==== TEXTE FOURNI ====

Le Maître du Haut Château - Philip K. Dick

M. Childan avait beau scruter son courrier avec anxiété depuis une semaine, le précieux colis en provenance des Rocheuses n'arrivait pas. [P.K.D.]
Lecture étrange s'il en est. J'ai été submergé par cette lecture d'un autre temps, d'un temps qui n'a pas existé, d'un temps qui se situe dans un autre univers, un univers où la Seconde Guerre a eu un résultat différent de celui que l'on connaît, un univers où les alliés ont dû capituler devant les forces de l'Axe, un univers où les États-Unis d'Amérique voient leur territoire sous la domination des Japonais à l'Ouest et des Allemands à l'Est. Toutefois, cette uchronie demeure en quelque sorte à l'arrière-plan du roman où se jouent à la fois des aventures personnelles et des tractations à saveur politique, où des personnages se croisent sans se connaître, se connaissent sans jamais se rencontrer, évoluant dans ce monde nouveau qui s'invente une façon d'être dix ans après la Seconde Guerre.

Et puis, dans ce roman, on trouve un autre roman, Le poids de la sauterelle, écrit par celui qu'on nomme le Maître du Haut Château. C'est en fait le livre dans le livre, l'uchronie dans l'uchronie. En effet, ce roman, interdit dans les régions sous domination allemande, imagine un monde irréel où les Alliés auraient gagné la guerre et les peuples de l'Axe se seraient rendus. Mais, ce monde recréé dans Le poids de la sauterelle n'est pas non plus celui dans lequel nous évoluons. C'est un monde où il y aurait eu domination de l'Empire britannique sur la Russie, où une guerre se serait profilé entre le Royaume-Uni et les États-Unis, les deux gagnants de la Seconde Guerre mondiale. Un plan est mis à exécution pour se débarrasser de l'auteur de ce roman imaginé qui gêne les dirigeants nazis.

==== DONNÉES FOURNIES ====

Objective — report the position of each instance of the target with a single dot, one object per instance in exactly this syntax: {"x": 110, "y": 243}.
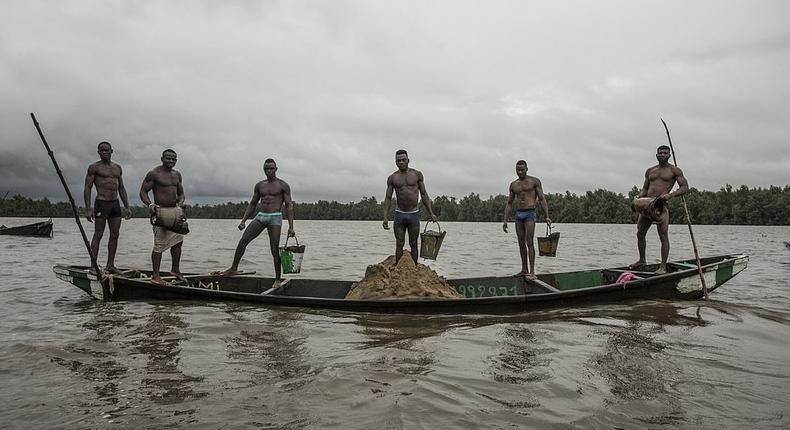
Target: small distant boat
{"x": 484, "y": 295}
{"x": 39, "y": 229}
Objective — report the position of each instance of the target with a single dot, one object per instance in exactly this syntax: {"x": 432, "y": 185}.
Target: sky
{"x": 331, "y": 89}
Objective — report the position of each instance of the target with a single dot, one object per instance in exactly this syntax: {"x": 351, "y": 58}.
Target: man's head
{"x": 663, "y": 153}
{"x": 402, "y": 160}
{"x": 521, "y": 169}
{"x": 104, "y": 150}
{"x": 169, "y": 158}
{"x": 270, "y": 168}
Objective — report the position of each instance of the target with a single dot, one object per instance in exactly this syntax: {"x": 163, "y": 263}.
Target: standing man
{"x": 659, "y": 181}
{"x": 271, "y": 196}
{"x": 526, "y": 191}
{"x": 106, "y": 176}
{"x": 409, "y": 186}
{"x": 168, "y": 190}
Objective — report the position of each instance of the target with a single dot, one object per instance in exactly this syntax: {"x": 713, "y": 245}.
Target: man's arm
{"x": 387, "y": 202}
{"x": 256, "y": 197}
{"x": 508, "y": 207}
{"x": 645, "y": 185}
{"x": 180, "y": 191}
{"x": 148, "y": 185}
{"x": 683, "y": 185}
{"x": 542, "y": 199}
{"x": 86, "y": 192}
{"x": 122, "y": 193}
{"x": 289, "y": 207}
{"x": 426, "y": 200}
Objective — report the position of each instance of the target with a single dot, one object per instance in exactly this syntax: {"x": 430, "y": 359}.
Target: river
{"x": 71, "y": 362}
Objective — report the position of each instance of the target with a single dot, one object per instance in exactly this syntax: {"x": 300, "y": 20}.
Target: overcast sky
{"x": 330, "y": 89}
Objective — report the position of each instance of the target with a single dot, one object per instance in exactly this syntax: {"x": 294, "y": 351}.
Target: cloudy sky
{"x": 331, "y": 89}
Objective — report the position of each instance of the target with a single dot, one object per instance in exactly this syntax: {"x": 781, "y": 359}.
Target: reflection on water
{"x": 642, "y": 364}
{"x": 159, "y": 339}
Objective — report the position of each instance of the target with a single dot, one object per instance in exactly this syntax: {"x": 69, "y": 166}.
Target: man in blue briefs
{"x": 526, "y": 191}
{"x": 270, "y": 198}
{"x": 409, "y": 186}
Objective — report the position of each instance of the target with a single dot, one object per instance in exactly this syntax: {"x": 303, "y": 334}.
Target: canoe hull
{"x": 39, "y": 229}
{"x": 494, "y": 295}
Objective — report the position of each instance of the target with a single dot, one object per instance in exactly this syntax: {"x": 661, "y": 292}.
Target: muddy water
{"x": 71, "y": 362}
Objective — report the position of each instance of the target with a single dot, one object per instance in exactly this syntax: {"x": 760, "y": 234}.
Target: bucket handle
{"x": 426, "y": 226}
{"x": 295, "y": 238}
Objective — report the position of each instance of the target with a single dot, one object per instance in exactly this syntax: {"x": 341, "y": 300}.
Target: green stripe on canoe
{"x": 576, "y": 280}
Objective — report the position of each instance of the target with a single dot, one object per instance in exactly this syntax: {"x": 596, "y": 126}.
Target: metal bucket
{"x": 430, "y": 242}
{"x": 548, "y": 245}
{"x": 291, "y": 257}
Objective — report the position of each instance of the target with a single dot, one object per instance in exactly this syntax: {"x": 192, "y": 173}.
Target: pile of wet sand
{"x": 387, "y": 280}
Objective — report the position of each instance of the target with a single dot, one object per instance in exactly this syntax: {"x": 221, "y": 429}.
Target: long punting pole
{"x": 688, "y": 218}
{"x": 68, "y": 192}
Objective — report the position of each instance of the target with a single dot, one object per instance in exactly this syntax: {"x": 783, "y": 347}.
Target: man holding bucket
{"x": 658, "y": 184}
{"x": 409, "y": 186}
{"x": 526, "y": 191}
{"x": 271, "y": 196}
{"x": 166, "y": 183}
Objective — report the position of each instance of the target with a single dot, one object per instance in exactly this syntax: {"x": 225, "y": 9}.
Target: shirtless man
{"x": 106, "y": 176}
{"x": 659, "y": 181}
{"x": 526, "y": 191}
{"x": 271, "y": 196}
{"x": 409, "y": 186}
{"x": 168, "y": 190}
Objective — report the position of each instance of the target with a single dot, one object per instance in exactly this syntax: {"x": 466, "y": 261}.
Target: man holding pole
{"x": 106, "y": 176}
{"x": 166, "y": 184}
{"x": 659, "y": 181}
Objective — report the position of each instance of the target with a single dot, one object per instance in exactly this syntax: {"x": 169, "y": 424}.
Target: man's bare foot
{"x": 112, "y": 270}
{"x": 636, "y": 265}
{"x": 159, "y": 281}
{"x": 227, "y": 272}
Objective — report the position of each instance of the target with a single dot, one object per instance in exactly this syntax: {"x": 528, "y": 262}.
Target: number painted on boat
{"x": 474, "y": 291}
{"x": 211, "y": 285}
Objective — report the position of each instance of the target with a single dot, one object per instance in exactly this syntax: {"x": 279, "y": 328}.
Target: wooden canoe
{"x": 481, "y": 295}
{"x": 39, "y": 229}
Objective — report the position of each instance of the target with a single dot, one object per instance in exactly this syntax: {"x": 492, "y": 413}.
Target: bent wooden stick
{"x": 688, "y": 219}
{"x": 71, "y": 199}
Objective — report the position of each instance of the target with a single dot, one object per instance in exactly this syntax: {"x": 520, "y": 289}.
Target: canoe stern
{"x": 81, "y": 279}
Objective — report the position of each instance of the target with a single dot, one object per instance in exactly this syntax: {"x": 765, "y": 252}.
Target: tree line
{"x": 741, "y": 206}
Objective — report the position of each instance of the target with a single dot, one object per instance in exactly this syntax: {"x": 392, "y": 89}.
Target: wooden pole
{"x": 688, "y": 219}
{"x": 68, "y": 193}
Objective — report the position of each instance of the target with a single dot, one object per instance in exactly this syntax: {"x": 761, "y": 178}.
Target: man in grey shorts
{"x": 271, "y": 196}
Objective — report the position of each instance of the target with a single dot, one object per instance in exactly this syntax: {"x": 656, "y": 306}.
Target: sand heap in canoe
{"x": 387, "y": 280}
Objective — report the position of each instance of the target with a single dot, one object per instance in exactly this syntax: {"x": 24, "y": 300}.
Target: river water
{"x": 68, "y": 361}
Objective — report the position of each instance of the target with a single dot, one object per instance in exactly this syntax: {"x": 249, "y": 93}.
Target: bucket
{"x": 291, "y": 257}
{"x": 548, "y": 245}
{"x": 172, "y": 219}
{"x": 651, "y": 207}
{"x": 430, "y": 242}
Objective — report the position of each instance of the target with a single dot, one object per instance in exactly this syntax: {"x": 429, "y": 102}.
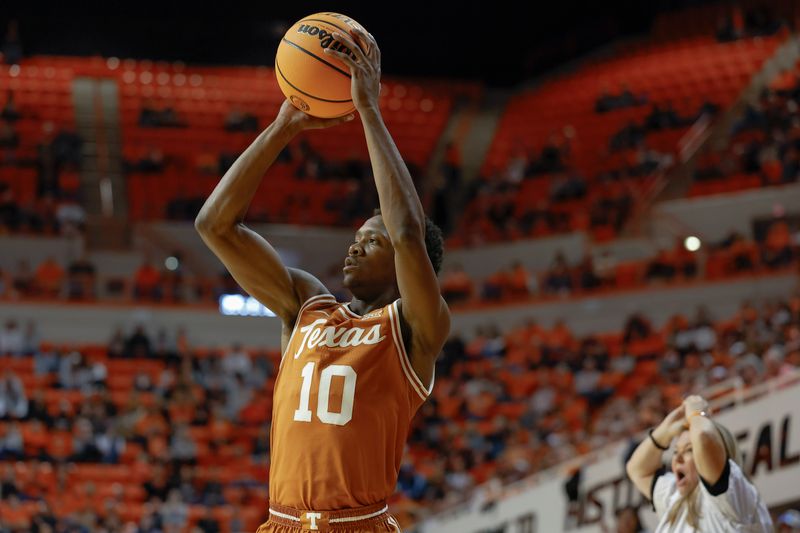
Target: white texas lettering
{"x": 315, "y": 336}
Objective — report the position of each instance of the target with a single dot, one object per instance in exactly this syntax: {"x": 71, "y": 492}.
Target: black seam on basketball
{"x": 334, "y": 67}
{"x": 347, "y": 32}
{"x": 278, "y": 68}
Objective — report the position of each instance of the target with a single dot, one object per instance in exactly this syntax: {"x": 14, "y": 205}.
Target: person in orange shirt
{"x": 353, "y": 374}
{"x": 49, "y": 277}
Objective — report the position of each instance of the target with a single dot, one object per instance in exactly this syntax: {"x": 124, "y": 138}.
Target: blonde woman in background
{"x": 706, "y": 491}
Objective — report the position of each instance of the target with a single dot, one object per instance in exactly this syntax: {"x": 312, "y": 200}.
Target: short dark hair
{"x": 434, "y": 242}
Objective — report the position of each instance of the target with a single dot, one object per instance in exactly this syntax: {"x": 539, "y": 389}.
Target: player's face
{"x": 683, "y": 465}
{"x": 370, "y": 259}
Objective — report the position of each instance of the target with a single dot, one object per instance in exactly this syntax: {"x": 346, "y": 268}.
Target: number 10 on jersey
{"x": 303, "y": 413}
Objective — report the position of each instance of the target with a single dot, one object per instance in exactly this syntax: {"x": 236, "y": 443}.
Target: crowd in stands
{"x": 777, "y": 247}
{"x": 765, "y": 142}
{"x": 507, "y": 405}
{"x": 191, "y": 424}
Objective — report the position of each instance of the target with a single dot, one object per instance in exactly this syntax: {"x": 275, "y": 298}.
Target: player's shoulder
{"x": 309, "y": 291}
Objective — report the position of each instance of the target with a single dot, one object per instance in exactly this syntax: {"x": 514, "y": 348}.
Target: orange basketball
{"x": 313, "y": 81}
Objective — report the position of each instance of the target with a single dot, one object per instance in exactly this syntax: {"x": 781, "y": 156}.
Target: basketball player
{"x": 351, "y": 375}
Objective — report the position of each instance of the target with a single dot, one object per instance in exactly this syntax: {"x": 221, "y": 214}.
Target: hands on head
{"x": 678, "y": 419}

====

_CONSIGNE A_: Recopiez le passage du texte sur Le Maître du Haut Château en commençant par « Et puis, dans » et en poursuivant jusqu'à « les dirigeants nazis. ».
_CONSIGNE B_: Selon le texte sur Le Maître du Haut Château, quel est le titre du roman écrit par celui qu'on nomme le Maître du Haut Château ?

_RÉPONSE A_:
Et puis, dans ce roman, on trouve un autre roman, Le poids de la sauterelle, écrit par celui qu'on nomme le Maître du Haut Château. C'est en fait le livre dans le livre, l'uchronie dans l'uchronie. En effet, ce roman, interdit dans les régions sous domination allemande, imagine un monde irréel où les Alliés auraient gagné la guerre et les peuples de l'Axe se seraient rendus. Mais, ce monde recréé dans Le poids de la sauterelle n'est pas non plus celui dans lequel nous évoluons. C'est un monde où il y aurait eu domination de l'Empire britannique sur la Russie, où une guerre se serait profilé entre le Royaume-Uni et les États-Unis, les deux gagnants de la Seconde Guerre mondiale. Un plan est mis à exécution pour se débarrasser de l'auteur de ce roman imaginé qui gêne les dirigeants nazis.

_RÉPONSE B_: Le poids de la sauterelle.